*Texte source*:
┌────────
Tout pourrait sonner faux dans LA MAMAN ET LA PUTAIN. S’il sonne « faux » parfois, c’est parce que le film s’accomplit dans la dissonance. Et pourtant, le faux permet ici de parvenir à toucher une sorte de vérité profonde. Il y a du cœur dans chaque réplique, de l’énergie dans chaque ouverture de bouche. Jamais nous ne faisons face à de la banale parlote. D’Alexandre (Jean-Pierre Léaud), nous retenons surtout des aphorismes d’un dandy ayant tout d’une crapule de bon parleur. La parole se déverse, se régurgite même, dans un splendide spectacle de grimaces et d’excès de zèle. On surjoue comme pour se conformer à ce petit théâtre bourgeois, aux codes bien ancrés et assimilés. Alexandre cherche ainsi constamment la maîtrise de son récit ; un contrôle qu’il tente d’exercer par la parole.
On aimerait que notre bouche sorte de telles logorrhées, si vivantes, si habitées. Mais face au film de Jean Eustache, seul le silence s’impose ; il faut écouter, tout écouter.
Mais derrière cette vampirisation par les mots, se cache une peur, un vide, un gouffre. « J’ai peur, je ne voudrais pas mourir ». La sentence amène un silence. Parler, c’est fuir un désespoir, c’est échapper à soi-même. LA MAMAN ET LA PUTAIN joue constamment sur l’épuisement par la parole pour contrer la mort et le silence, pour ne pas penser au déchirement d’un bout de piste. Et dans ces rares moments de mutisme, Alexandre écoute. Puis ce sont des disques qui tournent et qu’on écoute, le regard pris par d’obsédantes pensées. A Paris, et chez Eustache on le sait, les amants s’aiment à leur façon : dans l’instabilité et la contradiction des sentiments.
Chaque fois qu’Eustache saisit un visage ou un geste, on l’éprouve dans tout notre être. Sans doute bien aidé par ce noir et blanc délicieusement anachronique signé Pierre Lhomme pour une telle modernité de ton. Les plans serrés contiennent autant d’évidences que d’émotions. Lors du fameux monologue de fin, celui sur Veronika (Françoise Lebrun) nous serre la gorge, il est simplement là et crie son existence. On n’en revient pas. Il faut dire que ce long plan ne nous laisse aucune chance : le texte est simple, dit avec intensité, et le visage de Françoise Lebrun s’abandonne tout entier à la caméra. Elle s’arroge la parole d’Alexandre, la lui renvoie dans la gueule (et bam le patriarcat) et se laisse aller à une expression vraie qui touche droit au cœur. En résulte un moment de grâce, un parmi ceux nombreux qui parcourent ce film bavard et hors-norme.
└────────
*Objectif*:
Répondez à partir de la critique ci-dessus :
1. Quel acteur interprète Alexandre ?
2. Qui signe le noir et blanc du film ?
3. Quelle actrice joue Veronika ?

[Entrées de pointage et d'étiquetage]
┌────────
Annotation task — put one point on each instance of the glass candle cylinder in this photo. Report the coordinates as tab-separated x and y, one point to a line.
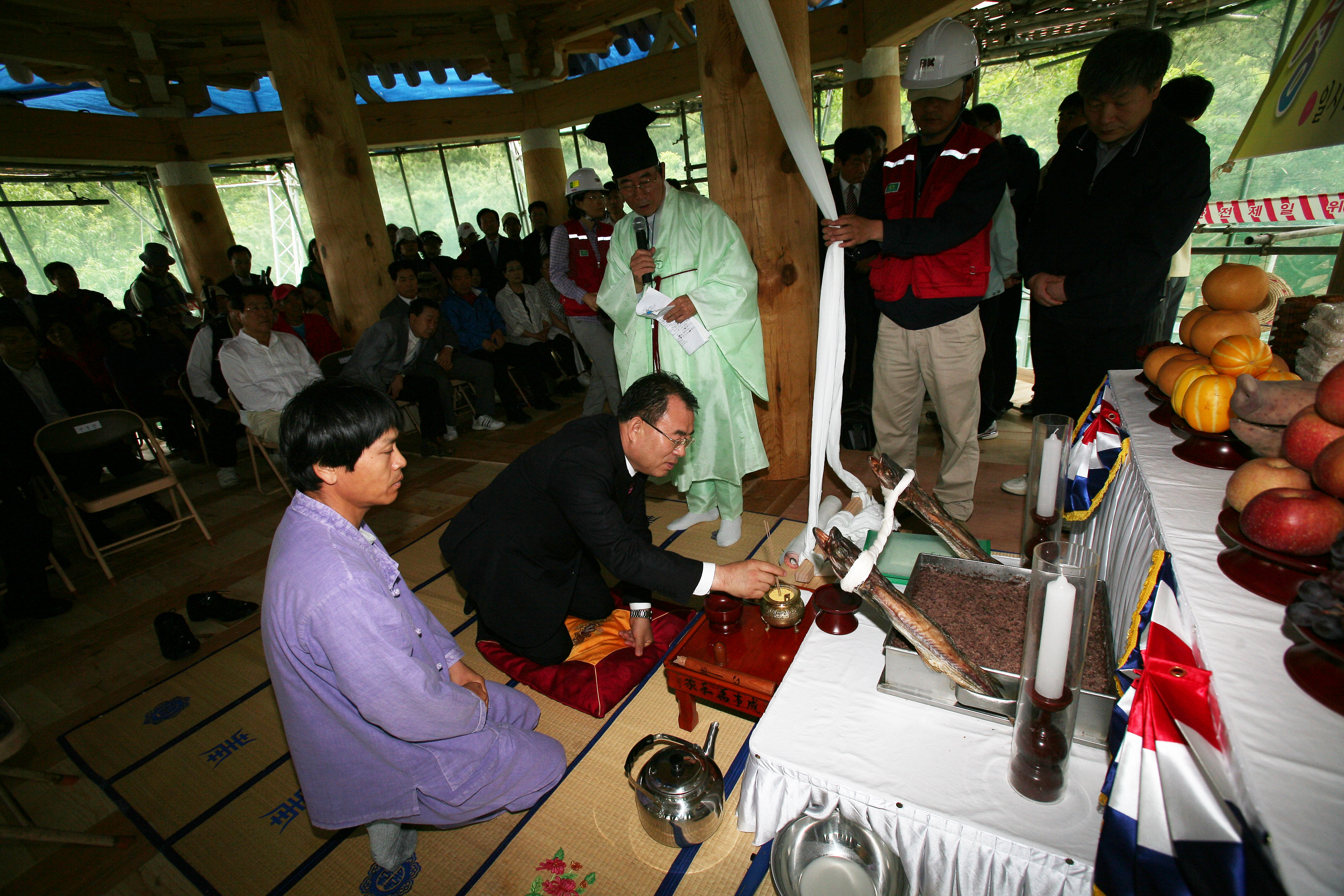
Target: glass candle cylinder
1064	579
1047	465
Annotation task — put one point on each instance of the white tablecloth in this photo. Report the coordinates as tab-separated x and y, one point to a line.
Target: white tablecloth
932	782
1287	750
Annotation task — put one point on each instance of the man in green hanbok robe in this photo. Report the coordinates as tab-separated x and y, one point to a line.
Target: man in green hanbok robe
701	261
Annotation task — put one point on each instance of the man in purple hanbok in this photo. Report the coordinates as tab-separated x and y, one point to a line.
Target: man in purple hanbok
385	722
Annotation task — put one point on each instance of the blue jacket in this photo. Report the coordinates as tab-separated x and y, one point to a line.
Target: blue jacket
474	323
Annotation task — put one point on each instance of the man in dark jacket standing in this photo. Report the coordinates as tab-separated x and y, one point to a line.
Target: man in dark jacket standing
527	547
1117	203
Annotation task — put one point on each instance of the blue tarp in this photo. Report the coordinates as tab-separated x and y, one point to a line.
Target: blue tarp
82	97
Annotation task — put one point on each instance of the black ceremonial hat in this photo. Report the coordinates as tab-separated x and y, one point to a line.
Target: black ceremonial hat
628	146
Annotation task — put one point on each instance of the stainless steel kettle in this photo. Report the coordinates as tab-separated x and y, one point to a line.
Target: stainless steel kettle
679	792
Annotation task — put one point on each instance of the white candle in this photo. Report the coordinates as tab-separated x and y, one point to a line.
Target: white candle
1049	487
1056	629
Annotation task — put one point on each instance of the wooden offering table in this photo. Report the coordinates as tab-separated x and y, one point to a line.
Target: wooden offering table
738	671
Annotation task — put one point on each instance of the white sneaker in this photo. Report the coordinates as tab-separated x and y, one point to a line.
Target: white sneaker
729	533
693	519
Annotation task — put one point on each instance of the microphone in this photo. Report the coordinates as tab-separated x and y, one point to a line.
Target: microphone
642	240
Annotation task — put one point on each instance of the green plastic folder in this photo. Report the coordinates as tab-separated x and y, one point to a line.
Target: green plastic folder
904	549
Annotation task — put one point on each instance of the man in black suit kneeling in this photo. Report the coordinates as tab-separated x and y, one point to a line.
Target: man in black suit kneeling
527	549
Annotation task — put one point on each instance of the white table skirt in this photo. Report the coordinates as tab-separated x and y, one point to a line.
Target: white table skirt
933	784
1287	750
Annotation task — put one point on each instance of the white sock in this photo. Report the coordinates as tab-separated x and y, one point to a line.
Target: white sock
729	533
691	519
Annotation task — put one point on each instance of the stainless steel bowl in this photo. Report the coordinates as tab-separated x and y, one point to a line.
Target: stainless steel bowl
806	839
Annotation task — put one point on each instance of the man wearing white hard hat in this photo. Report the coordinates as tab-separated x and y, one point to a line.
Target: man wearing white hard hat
926	213
578	262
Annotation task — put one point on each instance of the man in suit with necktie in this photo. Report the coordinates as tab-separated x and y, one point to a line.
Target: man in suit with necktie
527	549
855	152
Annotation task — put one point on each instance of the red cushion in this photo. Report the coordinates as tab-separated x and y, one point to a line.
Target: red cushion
586	687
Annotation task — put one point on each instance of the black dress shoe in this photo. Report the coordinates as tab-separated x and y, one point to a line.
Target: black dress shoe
211	605
175	638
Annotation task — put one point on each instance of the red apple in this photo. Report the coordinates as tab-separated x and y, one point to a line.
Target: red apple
1328	469
1300	522
1261	475
1307	434
1330	395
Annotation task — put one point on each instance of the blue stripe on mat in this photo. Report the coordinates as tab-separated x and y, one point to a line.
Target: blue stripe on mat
682	863
601	731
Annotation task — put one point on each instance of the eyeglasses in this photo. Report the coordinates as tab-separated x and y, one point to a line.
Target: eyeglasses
644	186
681	442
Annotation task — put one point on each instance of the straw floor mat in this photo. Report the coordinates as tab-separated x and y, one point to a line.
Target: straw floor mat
201	765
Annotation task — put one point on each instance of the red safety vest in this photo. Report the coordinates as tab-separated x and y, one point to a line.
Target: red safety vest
586	269
958	272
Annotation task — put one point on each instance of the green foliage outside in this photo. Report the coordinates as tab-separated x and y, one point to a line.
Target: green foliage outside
103	242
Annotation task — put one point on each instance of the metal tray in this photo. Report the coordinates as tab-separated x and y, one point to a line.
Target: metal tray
906	675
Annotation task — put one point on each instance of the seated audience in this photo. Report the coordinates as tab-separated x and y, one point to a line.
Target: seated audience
15	299
210	395
291	318
240	257
38	391
155	287
78	308
479	324
146	374
529	550
315	278
447	363
386	358
88	355
386	723
264	369
530	323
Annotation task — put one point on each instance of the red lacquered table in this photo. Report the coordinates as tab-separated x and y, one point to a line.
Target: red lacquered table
738	671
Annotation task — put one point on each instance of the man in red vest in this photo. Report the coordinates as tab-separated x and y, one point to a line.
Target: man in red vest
926	211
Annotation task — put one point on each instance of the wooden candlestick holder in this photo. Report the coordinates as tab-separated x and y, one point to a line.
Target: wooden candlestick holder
1041	746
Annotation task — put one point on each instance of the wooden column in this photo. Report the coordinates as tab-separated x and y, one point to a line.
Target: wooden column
203	232
331	155
871	81
754	179
543	168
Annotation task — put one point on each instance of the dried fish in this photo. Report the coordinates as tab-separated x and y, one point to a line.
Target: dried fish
926	636
930	510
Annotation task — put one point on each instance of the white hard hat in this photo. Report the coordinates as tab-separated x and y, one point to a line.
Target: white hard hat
581	182
943	54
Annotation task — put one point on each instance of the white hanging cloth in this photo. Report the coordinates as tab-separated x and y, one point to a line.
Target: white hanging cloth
762	38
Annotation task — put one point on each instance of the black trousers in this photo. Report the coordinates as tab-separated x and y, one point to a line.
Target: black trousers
525	362
424	393
222	433
25	543
1072	361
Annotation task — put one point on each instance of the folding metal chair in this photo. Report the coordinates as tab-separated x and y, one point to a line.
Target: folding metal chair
254	445
96	430
198	422
333	365
14	735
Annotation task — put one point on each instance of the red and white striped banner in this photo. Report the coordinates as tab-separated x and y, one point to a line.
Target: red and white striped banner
1285	209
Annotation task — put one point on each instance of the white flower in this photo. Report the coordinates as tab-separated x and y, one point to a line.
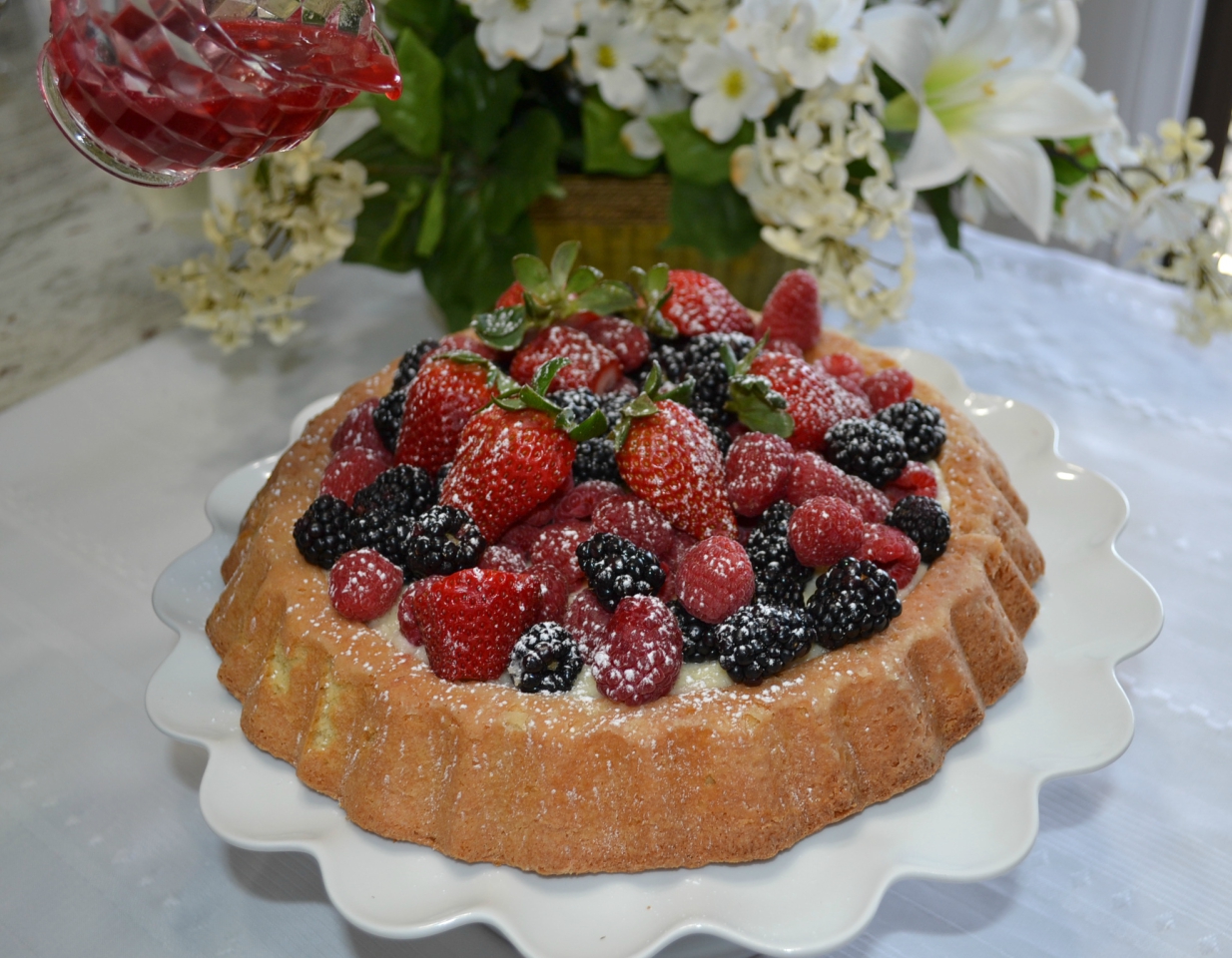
└────────
*Réponse*:
1. Jean-Pierre Léaud
2. Pierre Lhomme
3. Françoise Lebrun